* What the task asks
How many lines in the records below contain the string "backrest"? Reply with the number alone.
==== Entries ====
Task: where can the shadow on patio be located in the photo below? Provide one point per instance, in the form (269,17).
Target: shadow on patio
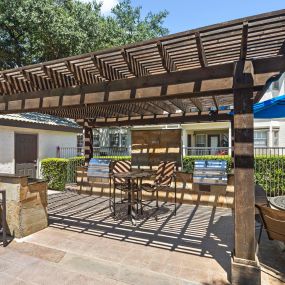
(197,230)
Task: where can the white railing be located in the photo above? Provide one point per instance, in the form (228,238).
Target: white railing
(67,152)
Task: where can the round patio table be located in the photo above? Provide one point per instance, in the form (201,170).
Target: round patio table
(278,202)
(129,177)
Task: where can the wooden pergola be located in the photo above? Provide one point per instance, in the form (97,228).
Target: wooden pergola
(194,76)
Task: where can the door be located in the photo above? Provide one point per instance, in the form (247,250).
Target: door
(213,143)
(26,153)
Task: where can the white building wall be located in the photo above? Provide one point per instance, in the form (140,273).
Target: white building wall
(48,141)
(7,162)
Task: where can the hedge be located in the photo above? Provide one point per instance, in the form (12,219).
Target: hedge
(269,170)
(54,171)
(59,171)
(270,173)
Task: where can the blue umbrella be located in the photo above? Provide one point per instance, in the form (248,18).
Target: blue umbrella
(272,108)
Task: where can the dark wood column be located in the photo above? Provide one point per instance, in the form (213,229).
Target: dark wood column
(245,268)
(88,142)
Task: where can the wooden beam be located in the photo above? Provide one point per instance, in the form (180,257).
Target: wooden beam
(197,104)
(215,102)
(244,249)
(31,80)
(274,64)
(88,142)
(201,51)
(72,70)
(10,82)
(128,61)
(244,37)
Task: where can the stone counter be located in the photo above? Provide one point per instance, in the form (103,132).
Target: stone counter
(26,204)
(187,191)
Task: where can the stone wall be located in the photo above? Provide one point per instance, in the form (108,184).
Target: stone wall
(187,192)
(26,205)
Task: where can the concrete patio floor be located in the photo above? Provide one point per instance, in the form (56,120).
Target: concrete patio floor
(85,244)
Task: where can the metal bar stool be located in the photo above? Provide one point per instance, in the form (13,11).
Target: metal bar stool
(3,216)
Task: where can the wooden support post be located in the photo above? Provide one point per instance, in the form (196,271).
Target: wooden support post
(245,267)
(88,142)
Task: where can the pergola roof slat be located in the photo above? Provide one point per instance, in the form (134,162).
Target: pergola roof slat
(185,72)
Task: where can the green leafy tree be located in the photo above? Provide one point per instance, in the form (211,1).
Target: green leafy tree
(34,31)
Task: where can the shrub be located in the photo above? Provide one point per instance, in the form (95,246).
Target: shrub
(73,163)
(188,161)
(54,171)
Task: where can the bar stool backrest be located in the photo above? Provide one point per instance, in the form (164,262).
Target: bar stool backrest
(121,166)
(165,173)
(273,221)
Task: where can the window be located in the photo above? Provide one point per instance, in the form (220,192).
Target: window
(261,138)
(79,141)
(124,140)
(225,140)
(200,140)
(275,138)
(275,85)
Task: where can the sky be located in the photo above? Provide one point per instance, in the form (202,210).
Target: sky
(189,14)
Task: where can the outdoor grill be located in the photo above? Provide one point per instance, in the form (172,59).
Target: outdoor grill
(210,172)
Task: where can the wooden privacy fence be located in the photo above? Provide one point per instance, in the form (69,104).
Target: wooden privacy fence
(3,216)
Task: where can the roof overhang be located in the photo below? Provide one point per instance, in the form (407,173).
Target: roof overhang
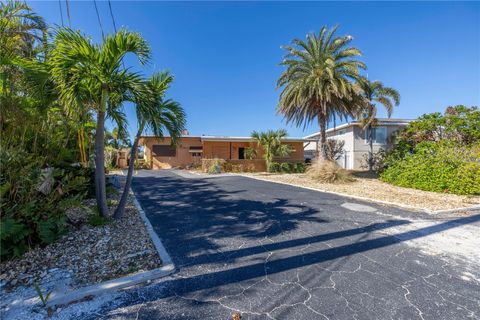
====
* In response
2